» EXERCISES:
(1) Rewrite the passage of the excerpt on reductions starting with "Below are some" and going on through "my statements below?", replacing "intuition" with "instinct".
(2) Continue the excerpt on reductions and decidability from the point where it stops.

» EXCERPT:

BEGIN

However, I am taught that such reductions (showing that something is $C$-complete) must be of the many-one kind. Assume we are only talking about decision problems. Why does it matter how the reduction is done, as long as it proves whatever we are trying to prove (i.e. $A$ is $C$-Complete)?

Below are some statements I've established from my studies. Some are incomplete (I have not proven all of them), but my intuition tells me that all of these statements ought to be true. Can someone please confirm/correct my statements below?

  • Show A is decidable
    • Construct a decider $M'$ of $A$ using a machine $M$ for decidable language $B$. This reduction does not turn instances of $A$ into instances of $B$, but it still decides $A$, so we say this is a Turing reduction from $A$ to $B$.
    • Give a many-one reduction from $A$ to $B$. This will show that $A$ is decidable, albeit overkill.
  • Show A is undecidable
    • For some known undecidable language $B$, Give a Turing reduction from $A$ to $B$.
    • For some known undecidable language $B$, Give a many-one reduction from $A$ to $B$ (is this impossible?).
  • Show A is recognizable
    • For some recongizable language $B$, give a reduction from $A$ to $B$.
    • Give a T.M. $M$ that accepts strings in the language of $A$; $M$ is not required to reject strings not in $A$ (it may never halt).
    • Show its complement $\overline{A}$ is decidable.
    • Show that $A$ is decidable.
  • Show $A$ is unrecognizable
    • Show that $A$ and $\overline{A}$ are both undecidable.

END

» DATASET EXCERPT:

BEGIN

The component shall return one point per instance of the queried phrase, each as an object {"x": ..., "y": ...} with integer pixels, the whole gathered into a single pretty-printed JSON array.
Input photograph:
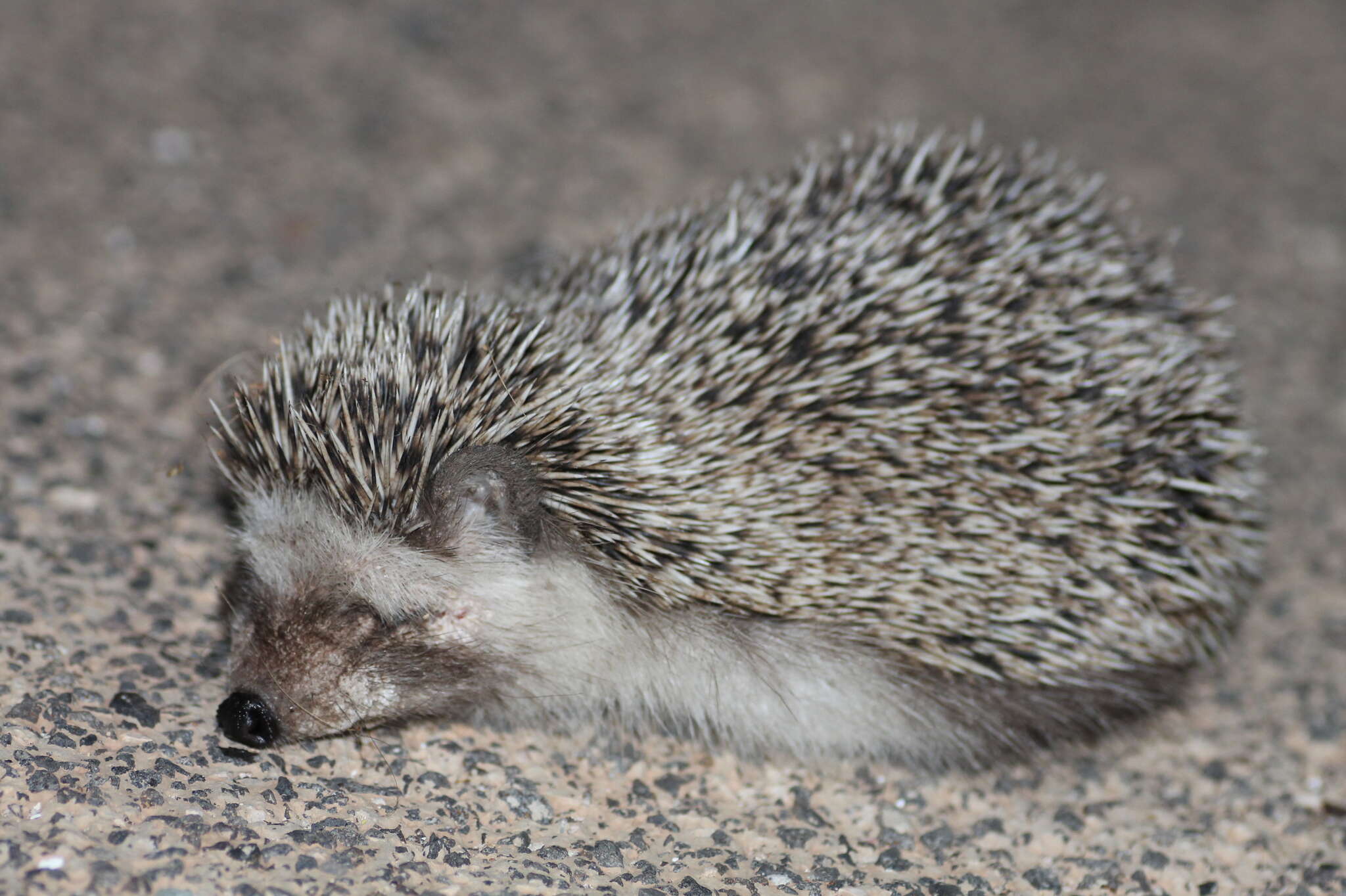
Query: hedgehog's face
[{"x": 334, "y": 627}]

END

» SOLVED TASKS:
(1)
Below are some statements I've established from my studies. Some are incomplete (I have not proven all of them), but my instinct tells me that all of these statements ought to be true. Can someone please confirm/correct my statements below?

(2)
    • Are there any other ways to show a language is unrecognizable?.
  • Show $A$ is $C$-complete
    • Show $A \in C$, and for some known $C$-complete language $B$, give a reduction $B \leq_m A$.
      • The reduction $R$ must meet the following restriction: If the complexity class $C$ has upper bound $f(x)$ on resource $S$ for some positive quantity $x$ of abstract machines that decide languages in $C$, then $g(x)$ measures the $S$-complexity of $R$ such that $g(x) \in o(f(x))$.
      • I'm not entirely comfortable with this definition, because, well, $PSPACE$-complete reductions are only required to have polynomial running time. In this case, I think any polynomial-time algorithm has space-complexity asymptotically less than $PSPACE$.
      • This line of reasoning doesn't add up either, because it is not known that $P \subset PSPACE$ (help?).

In general, it seems anywhere a many-one reductions is used, a Turing reduction may be used, but I'm not sure if the opposite is true. This is where my question about undecidability comes in: Can a many-one reduction be used to show that a language is undecidable? If this were possible, what would it imply?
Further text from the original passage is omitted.